BEGIN Input material

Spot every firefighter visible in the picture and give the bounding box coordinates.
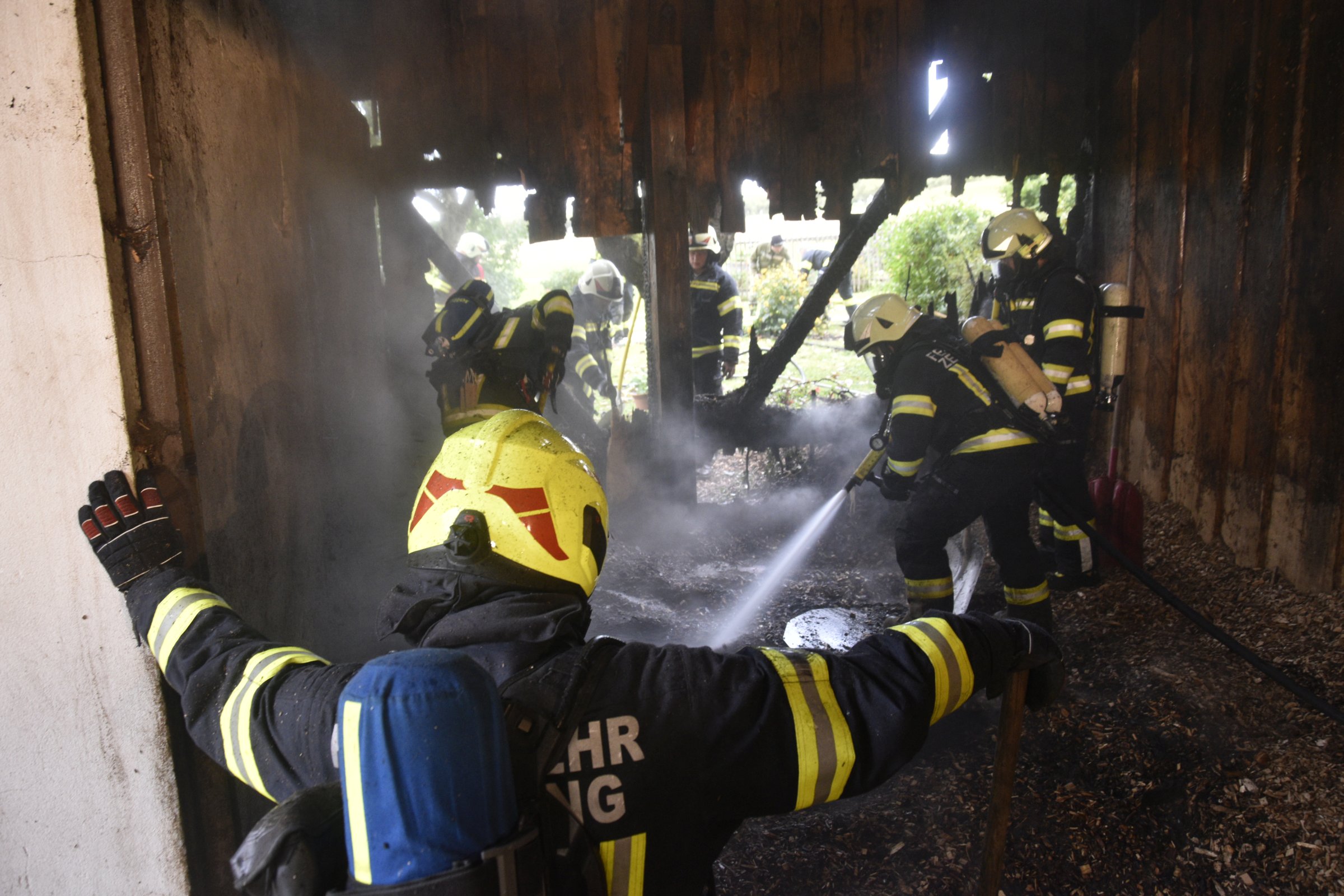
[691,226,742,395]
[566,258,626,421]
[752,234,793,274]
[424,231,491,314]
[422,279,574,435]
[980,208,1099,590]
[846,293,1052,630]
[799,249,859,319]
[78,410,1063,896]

END Input material
BEGIN Input material

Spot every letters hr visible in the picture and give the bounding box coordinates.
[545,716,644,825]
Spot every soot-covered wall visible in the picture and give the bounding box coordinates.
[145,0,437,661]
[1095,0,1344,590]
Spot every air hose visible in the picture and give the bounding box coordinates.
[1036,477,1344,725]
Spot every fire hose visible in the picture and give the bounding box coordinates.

END Input material

Pull out each line of the items above that contains the string "picture". Case counts, so uppercase and lowercase letters do not match each other.

Solution below:
Spot every firefighter visible in the picture and give the bounding box coordinates.
Spot every letters hr visible in the picture and give the bounding box coordinates.
Spot every soot-covered wall visible in the picture and give the bounding box coordinates.
Spot every air hose visible in the picture and give the bounding box coordinates.
Spot every fire hose visible in the picture and give the bounding box coordinates.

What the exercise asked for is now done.